(Data extracted from a collection)
================================

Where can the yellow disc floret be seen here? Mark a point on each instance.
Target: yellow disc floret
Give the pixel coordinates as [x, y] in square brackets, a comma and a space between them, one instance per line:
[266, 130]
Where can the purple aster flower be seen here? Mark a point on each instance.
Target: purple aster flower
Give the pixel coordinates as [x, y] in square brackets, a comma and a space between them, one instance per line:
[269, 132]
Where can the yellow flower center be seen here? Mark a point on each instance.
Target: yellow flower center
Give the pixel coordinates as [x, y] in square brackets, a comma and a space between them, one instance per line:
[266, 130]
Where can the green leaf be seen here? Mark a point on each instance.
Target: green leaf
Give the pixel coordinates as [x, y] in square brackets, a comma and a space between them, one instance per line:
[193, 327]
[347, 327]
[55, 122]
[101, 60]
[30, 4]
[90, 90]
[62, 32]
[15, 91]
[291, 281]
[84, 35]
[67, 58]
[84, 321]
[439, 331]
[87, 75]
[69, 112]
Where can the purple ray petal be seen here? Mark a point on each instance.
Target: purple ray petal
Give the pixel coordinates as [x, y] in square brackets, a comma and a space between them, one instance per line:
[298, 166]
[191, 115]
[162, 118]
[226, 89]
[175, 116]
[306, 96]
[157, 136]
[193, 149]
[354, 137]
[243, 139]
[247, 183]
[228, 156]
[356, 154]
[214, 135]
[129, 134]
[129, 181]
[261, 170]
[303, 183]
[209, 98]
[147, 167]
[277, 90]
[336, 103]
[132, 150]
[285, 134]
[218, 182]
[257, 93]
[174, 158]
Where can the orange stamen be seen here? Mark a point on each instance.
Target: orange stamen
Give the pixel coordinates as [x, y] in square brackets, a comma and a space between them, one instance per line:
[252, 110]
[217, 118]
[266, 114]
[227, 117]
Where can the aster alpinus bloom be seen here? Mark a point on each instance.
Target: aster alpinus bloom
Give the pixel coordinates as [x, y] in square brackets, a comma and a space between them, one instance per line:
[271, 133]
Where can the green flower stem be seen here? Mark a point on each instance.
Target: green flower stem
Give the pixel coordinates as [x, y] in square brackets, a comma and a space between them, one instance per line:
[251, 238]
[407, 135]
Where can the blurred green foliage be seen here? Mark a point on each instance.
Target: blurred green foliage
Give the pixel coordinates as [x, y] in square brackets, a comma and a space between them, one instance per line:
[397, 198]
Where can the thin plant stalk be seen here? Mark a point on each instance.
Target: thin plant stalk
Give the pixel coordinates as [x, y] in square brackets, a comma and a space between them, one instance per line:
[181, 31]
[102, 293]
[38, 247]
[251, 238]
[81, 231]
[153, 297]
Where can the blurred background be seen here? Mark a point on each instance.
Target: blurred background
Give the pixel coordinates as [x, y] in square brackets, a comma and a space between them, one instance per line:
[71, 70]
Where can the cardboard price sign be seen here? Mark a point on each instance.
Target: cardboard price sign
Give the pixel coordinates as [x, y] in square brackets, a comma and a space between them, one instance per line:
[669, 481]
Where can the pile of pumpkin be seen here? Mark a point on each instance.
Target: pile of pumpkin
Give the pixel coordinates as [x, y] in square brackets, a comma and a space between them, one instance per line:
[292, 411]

================================

--- EXERCISE REQUIREMENTS ---
Only a number is expected: how many lines of the data include the string "purple".

--- SOLUTION BELOW ---
4